■ Zadania do wykonania ■
1. Powtórz bez zmian fragment tekstu źródłowego, zaczynając od słów "Trybunał zamiast sądu" i kontynuując aż po słowa "czeka wielu Ślązaków.".
2. Według tekstu źródłowego ile osób odwołało się do Fundacji Polsko-Niemieckie Pojednanie?

■ Tekst źródłowy ■
⟨
MKTG NaM - pasek na kartach artykułów

Trybunał zamiast sądu

Beata Sypuła
Aż 49 tys. osób odwołało się do Fundacji Polsko-Niemieckie Pojednanie (FPNP) w związku z krzywdzącą, ich zdaniem, decyzją odmawiającą wypłaty świadczenia za niewolniczą pracę lub zaniżoną jego wysokość.

Aż 49 tys. osób odwołało się do Fundacji Polsko-Niemieckie Pojednanie (FPNP) w związku z krzywdzącą, ich zdaniem, decyzją odmawiającą wypłaty świadczenia za niewolniczą pracę lub zaniżoną jego wysokość. Niestety, co trzeci (15 tys.) nic nie wskórał. Szans na rozpatrzenie sprawy przez polski sąd nie mieli. Teraz zajmie się tym Europejski Trybunał Praw Człowieka w Strasburgu. Na jego wyrok czeka wielu Ślązaków.

W latach 2001-2003 do FPNP złożonych zostało ponad 750 tys. wniosków o świadczenie niemieckie – podaje Magdalena Ostrowska, rzeczniczka Fundacji Polsko-Niemieckie Pojednanie. – Z tego 478.045 wniosków zostało rozpatrzonych pozytywnie, 111.084 wnioski odrzucono.
⟩
■ Wyodrębnione pozycje ■
⟨
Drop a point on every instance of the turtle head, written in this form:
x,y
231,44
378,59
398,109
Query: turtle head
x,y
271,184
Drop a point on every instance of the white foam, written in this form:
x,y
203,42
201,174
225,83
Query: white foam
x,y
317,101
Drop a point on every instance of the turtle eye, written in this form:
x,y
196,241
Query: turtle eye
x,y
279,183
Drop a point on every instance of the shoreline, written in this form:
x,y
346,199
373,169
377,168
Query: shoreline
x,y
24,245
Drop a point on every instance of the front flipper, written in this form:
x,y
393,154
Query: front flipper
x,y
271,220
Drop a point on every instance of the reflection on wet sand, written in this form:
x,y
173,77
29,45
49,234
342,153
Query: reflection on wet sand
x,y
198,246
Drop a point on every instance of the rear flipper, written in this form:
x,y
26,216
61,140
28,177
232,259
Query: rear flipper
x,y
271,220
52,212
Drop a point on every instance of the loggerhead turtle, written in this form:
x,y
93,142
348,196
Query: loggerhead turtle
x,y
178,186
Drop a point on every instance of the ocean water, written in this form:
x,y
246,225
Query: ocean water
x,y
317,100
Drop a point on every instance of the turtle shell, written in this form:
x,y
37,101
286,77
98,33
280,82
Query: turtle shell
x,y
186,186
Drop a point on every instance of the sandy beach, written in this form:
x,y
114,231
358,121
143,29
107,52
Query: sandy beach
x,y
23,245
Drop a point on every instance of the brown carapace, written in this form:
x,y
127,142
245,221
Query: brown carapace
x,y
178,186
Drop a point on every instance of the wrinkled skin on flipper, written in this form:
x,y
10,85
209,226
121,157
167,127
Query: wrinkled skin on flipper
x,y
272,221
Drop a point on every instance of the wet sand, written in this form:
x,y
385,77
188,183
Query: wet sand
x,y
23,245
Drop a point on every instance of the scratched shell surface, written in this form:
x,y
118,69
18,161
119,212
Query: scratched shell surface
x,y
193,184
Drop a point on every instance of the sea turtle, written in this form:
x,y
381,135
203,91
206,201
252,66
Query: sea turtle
⟩
■ Odpowiedzi do zadań ■
1.
Trybunał zamiast sądu

Beata Sypuła
Aż 49 tys. osób odwołało się do Fundacji Polsko-Niemieckie Pojednanie (FPNP) w związku z krzywdzącą, ich zdaniem, decyzją odmawiającą wypłaty świadczenia za niewolniczą pracę lub zaniżoną jego wysokość.

Aż 49 tys. osób odwołało się do Fundacji Polsko-Niemieckie Pojednanie (FPNP) w związku z krzywdzącą, ich zdaniem, decyzją odmawiającą wypłaty świadczenia za niewolniczą pracę lub zaniżoną jego wysokość. Niestety, co trzeci (15 tys.) nic nie wskórał. Szans na rozpatrzenie sprawy przez polski sąd nie mieli. Teraz zajmie się tym Europejski Trybunał Praw Człowieka w Strasburgu. Na jego wyrok czeka wielu Ślązaków.

2. Do Fundacji Polsko-Niemieckie Pojednanie odwołało się 49 tys. osób.